### [取り組む課題]
A. 次の(i)〜(iii)の記述がネカマに関する記事の内容と一致するかを判断し、それぞれ「はい」か「いいえ」で答え、決め手となる記事の語句をそのまま引用してください。(i) A氏のネカマ歴は1年である。(ii) A氏がネカマをはじめたきっかけは趣味だった。(iii) A氏は、若年層の女性に近づいてナンパするネカマのあり方を肯定している。
B. 領域アノテーションのエントリの全行を、空行を除いて「番号」と「行」の二列からなるMarkdownの表に整形してください。画像は表に含めないでください。

### [提供された抜粋]

--

ネット上の匿名性を利用して、女性のふりをして書き込みを行なったり、SNS上で交流をする男性がいる。こうした「ネカマ」と呼ばれる人はインターネット黎明期から存在していたが、現在もSNSや掲示板を中心に一定数存在しているようだ。
とはいえ、なぜわざわざネカマになる必要なのか? ネカマ歴1年という男性A氏(27歳・マーケティング会社勤務)に話を聞いた。
「自分はブログサイトやイラストサイトを中心にネカマをしています。はじめたきっかけは仕事のマーケティング上の理由でしたが、気づいたら女子中学生や高校生の文化圏の中で、自然に出来上がっている秩序に関心をもって、趣味でネカマ活動を続ける様になりました」
A氏によれば、女性のふりをして若年層の女性ネットユーザーに近づき、油断させた上でナンパするネカマも多数存在するというが、自身はこうしたネカマのあり方に否定的だ。

--

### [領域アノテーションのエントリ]
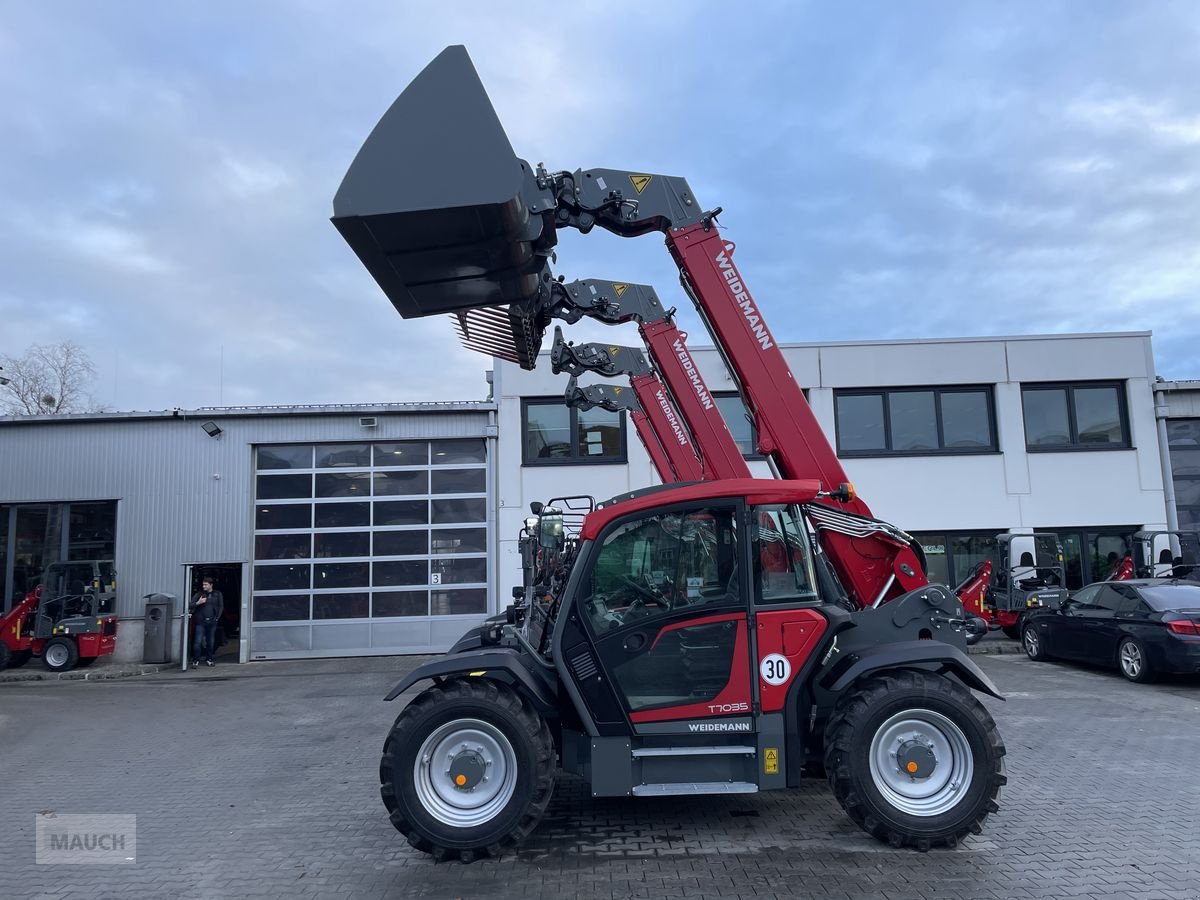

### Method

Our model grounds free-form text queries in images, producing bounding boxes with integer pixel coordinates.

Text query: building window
[0,500,116,612]
[713,394,761,460]
[1021,382,1129,451]
[1038,524,1138,590]
[834,386,997,456]
[521,397,626,466]
[1166,419,1200,530]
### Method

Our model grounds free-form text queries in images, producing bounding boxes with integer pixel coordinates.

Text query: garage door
[251,438,491,659]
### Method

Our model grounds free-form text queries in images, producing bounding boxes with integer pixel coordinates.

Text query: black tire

--

### [課題別の解答]
A.
(i) はい —「ネカマ歴1年という男性A氏」
(ii) いいえ —「はじめたきっかけは仕事のマーケティング上の理由でしたが」
(iii) いいえ —「自身はこうしたネカマのあり方に否定的だ」

B.
| 番号 | 行 |
|---|---|
| 1 | ### Method |
| 2 | Our model grounds free-form text queries in images, producing bounding boxes with integer pixel coordinates. |
| 3 | Text query: building window |
| 4 | [0,500,116,612] |
| 5 | [713,394,761,460] |
| 6 | [1021,382,1129,451] |
| 7 | [1038,524,1138,590] |
| 8 | [834,386,997,456] |
| 9 | [521,397,626,466] |
| 10 | [1166,419,1200,530] |
| 11 | ### Method |
| 12 | Our model grounds free-form text queries in images, producing bounding boxes with integer pixel coordinates. |
| 13 | Text query: garage door |
| 14 | [251,438,491,659] |
| 15 | ### Method |
| 16 | Our model grounds free-form text queries in images, producing bounding boxes with integer pixel coordinates. |
| 17 | Text query: black tire |